◆ Exercise description ◆
Repeat the records below exactly as they appear.

◆ Supplied information ◆
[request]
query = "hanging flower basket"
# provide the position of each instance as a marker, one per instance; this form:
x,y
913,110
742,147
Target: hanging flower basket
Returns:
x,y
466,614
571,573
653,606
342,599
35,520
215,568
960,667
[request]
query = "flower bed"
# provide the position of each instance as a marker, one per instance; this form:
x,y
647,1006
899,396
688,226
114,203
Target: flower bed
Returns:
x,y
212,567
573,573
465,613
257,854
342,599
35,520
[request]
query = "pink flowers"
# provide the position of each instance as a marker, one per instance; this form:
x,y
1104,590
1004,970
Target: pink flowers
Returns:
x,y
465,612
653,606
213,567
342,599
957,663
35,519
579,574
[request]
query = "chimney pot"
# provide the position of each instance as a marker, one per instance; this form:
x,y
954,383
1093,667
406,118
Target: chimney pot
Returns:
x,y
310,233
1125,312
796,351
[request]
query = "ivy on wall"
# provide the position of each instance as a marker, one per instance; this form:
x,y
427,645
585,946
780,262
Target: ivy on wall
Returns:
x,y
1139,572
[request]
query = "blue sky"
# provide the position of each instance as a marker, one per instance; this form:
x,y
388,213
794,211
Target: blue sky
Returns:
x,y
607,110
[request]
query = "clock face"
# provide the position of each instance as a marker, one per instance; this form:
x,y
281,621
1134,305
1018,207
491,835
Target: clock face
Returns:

◆ Solved exercise ◆
[request]
query = "hanging flower basket"
# provide the position of each instance as a marker, one per instance; this form:
x,y
913,110
742,147
Target: hanging flower basket
Returns:
x,y
466,614
571,573
653,606
342,599
35,520
215,568
960,667
[request]
query = "flower bed"
# provide the position of each instance as a marker, one per instance; this form:
x,y
647,1006
899,396
688,226
114,203
Target: flower bed
Returns:
x,y
212,567
573,573
465,613
257,854
342,599
35,520
[request]
query = "pink flowers"
# provide the position of each instance as a marker, one per instance; this form:
x,y
1104,590
1004,970
Target: pink flowers
Returns:
x,y
465,612
653,606
213,567
342,599
957,663
35,519
579,574
[request]
query = "chimney pot"
# provide the position of each instance as a marker, one per instance; this form:
x,y
954,383
1093,667
406,118
Target: chimney pot
Returns:
x,y
310,233
1125,312
796,351
[request]
query = "ivy on wall"
# provide the position of each instance as a marker, one per instance; this form:
x,y
427,645
585,946
780,262
Target: ivy on wall
Returns:
x,y
1139,572
[request]
query = "blue sky"
# provide the position of each instance as a marker, one per instance; this form:
x,y
388,213
794,211
Target: blue sky
Returns:
x,y
607,110
[request]
query = "clock face"
# provide the position of each instance as a marker, one per instance; this form:
x,y
281,621
1134,305
1018,207
491,835
Target: clock face
Returns:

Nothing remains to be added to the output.